Exercise directions:
Copy out everything in the records below, from the line containing "Where can you find the white cloud" down to the line containing "(1041, 336)", with both of those lines included.
++++ Material shown
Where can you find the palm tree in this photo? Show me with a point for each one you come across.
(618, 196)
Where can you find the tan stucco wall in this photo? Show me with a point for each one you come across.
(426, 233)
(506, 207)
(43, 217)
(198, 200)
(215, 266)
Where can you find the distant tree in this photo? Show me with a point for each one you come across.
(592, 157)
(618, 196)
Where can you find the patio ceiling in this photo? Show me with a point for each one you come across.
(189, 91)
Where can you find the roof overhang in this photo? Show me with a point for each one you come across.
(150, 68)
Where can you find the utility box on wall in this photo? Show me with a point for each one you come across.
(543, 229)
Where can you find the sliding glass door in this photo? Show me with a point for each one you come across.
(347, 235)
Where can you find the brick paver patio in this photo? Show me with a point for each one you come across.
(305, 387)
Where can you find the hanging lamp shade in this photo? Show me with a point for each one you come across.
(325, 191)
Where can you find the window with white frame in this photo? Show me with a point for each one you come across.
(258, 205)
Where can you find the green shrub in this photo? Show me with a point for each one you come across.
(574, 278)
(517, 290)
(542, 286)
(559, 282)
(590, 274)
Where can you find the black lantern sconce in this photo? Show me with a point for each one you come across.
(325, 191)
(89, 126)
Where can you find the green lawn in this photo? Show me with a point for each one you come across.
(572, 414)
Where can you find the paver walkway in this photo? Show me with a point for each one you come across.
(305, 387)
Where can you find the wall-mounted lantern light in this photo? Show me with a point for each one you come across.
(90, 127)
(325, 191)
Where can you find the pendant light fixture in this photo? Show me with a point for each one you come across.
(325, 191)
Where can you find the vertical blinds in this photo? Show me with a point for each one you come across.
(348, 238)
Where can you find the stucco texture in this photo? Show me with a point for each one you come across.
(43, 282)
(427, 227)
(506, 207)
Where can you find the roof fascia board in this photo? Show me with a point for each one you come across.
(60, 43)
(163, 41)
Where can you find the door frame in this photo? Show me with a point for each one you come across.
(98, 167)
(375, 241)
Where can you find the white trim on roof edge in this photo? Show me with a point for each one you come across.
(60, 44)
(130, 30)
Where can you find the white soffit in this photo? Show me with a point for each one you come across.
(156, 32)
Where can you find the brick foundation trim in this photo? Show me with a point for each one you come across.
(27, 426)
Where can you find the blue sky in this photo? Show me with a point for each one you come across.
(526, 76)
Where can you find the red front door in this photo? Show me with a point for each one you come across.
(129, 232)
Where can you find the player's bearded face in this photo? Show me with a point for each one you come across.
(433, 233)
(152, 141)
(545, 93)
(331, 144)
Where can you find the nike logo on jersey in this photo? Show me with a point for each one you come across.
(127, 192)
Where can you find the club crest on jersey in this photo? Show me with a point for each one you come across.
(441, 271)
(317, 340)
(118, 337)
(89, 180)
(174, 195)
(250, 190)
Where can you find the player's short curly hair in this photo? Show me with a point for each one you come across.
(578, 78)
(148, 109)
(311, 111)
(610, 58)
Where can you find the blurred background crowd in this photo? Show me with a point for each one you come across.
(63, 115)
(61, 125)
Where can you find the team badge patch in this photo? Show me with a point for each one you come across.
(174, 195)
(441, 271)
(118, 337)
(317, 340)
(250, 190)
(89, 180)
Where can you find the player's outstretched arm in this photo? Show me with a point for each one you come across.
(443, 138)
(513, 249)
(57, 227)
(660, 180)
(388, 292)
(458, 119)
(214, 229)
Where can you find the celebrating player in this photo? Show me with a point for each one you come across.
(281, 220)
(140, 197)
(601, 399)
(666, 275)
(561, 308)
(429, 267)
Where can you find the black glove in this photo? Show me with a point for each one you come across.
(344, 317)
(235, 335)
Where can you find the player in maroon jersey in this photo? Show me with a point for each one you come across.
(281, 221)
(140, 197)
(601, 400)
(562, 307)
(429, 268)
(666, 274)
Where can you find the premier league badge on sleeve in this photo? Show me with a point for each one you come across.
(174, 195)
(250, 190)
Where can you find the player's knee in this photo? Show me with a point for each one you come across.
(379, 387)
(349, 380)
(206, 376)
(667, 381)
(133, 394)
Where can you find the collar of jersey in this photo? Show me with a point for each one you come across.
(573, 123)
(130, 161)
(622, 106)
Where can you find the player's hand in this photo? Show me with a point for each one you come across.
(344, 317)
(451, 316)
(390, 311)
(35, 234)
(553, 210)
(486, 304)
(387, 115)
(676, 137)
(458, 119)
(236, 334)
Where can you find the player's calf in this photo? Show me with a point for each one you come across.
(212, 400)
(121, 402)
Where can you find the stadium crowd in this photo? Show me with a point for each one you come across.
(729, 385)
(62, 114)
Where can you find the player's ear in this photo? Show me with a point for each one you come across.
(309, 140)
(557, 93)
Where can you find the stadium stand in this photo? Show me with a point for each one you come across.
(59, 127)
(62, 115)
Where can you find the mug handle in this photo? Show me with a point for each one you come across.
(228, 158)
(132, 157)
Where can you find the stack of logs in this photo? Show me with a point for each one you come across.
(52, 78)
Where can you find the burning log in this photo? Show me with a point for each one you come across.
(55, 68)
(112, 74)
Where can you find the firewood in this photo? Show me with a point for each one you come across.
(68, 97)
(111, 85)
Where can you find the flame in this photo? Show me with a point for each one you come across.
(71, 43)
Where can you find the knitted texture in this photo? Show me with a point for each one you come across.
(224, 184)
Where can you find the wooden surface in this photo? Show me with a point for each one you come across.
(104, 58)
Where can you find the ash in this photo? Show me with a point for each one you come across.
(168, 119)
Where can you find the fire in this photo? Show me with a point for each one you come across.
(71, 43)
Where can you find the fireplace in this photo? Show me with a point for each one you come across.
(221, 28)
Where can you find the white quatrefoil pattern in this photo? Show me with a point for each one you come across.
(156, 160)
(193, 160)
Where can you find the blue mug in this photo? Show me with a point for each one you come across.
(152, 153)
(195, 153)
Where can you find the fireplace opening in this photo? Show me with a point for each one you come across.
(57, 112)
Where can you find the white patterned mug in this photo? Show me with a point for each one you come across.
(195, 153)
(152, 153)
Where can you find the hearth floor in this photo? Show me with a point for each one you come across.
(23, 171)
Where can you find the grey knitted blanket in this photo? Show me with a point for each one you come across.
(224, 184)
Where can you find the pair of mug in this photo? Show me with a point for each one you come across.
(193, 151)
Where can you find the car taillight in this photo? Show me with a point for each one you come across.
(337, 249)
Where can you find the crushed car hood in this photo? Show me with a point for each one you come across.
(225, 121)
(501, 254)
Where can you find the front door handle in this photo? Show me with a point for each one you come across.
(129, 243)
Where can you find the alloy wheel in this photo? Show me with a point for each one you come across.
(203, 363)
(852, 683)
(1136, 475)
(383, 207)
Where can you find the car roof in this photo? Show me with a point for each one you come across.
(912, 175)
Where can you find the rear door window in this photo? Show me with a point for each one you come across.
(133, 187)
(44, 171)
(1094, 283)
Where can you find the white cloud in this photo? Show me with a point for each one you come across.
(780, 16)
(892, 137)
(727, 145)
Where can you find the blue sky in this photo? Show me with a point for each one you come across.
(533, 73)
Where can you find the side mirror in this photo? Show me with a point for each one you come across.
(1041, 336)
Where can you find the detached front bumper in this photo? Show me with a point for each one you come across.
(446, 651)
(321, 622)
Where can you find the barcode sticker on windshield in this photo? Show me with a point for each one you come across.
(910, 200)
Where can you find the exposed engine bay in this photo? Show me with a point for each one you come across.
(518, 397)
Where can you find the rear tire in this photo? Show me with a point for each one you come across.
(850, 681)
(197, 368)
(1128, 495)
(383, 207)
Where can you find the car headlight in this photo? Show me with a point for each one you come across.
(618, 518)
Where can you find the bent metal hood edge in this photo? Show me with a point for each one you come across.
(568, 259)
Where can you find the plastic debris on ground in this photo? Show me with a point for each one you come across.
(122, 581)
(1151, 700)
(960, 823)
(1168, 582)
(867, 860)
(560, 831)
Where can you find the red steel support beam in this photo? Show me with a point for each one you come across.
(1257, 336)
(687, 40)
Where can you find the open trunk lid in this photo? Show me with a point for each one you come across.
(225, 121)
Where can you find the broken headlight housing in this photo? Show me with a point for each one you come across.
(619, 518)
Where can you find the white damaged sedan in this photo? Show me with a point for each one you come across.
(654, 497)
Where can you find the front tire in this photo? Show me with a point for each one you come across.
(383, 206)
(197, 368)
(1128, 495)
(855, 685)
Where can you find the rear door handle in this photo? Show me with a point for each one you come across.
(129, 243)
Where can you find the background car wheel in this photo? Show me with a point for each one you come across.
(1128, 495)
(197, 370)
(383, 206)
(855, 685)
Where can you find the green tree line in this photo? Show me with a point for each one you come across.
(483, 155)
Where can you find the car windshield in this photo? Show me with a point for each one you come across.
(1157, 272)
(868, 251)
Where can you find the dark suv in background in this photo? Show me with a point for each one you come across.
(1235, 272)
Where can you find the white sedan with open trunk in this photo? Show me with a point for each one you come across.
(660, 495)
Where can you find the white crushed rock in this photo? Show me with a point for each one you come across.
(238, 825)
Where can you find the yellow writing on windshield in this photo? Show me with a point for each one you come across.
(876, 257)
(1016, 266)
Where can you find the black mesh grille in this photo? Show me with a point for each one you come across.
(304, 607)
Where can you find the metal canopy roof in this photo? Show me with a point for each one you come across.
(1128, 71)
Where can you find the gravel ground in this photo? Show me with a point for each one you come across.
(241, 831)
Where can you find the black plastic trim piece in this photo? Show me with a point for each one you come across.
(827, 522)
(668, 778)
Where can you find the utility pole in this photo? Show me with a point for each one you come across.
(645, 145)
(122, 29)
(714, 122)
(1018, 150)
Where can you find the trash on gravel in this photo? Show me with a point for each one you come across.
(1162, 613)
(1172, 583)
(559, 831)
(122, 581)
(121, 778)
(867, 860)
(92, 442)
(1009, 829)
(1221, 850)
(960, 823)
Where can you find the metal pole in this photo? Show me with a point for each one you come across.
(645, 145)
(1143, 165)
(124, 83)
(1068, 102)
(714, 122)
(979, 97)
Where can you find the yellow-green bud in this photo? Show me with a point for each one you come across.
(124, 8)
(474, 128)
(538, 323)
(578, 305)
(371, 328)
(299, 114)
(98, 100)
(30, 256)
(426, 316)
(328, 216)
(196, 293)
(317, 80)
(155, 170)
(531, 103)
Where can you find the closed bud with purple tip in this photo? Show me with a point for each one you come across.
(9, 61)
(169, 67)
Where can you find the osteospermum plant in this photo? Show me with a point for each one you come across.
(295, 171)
++++++++
Answer to this problem:
Where can you find the white cloud in this photo? Show me with a point for each one you come across.
(780, 16)
(892, 137)
(727, 145)
Where can you find the blue sky in this photo? Show me with a point for each one you come across.
(533, 73)
Where can you find the side mirror in this photo? Show me with a point for each one you come across.
(1041, 336)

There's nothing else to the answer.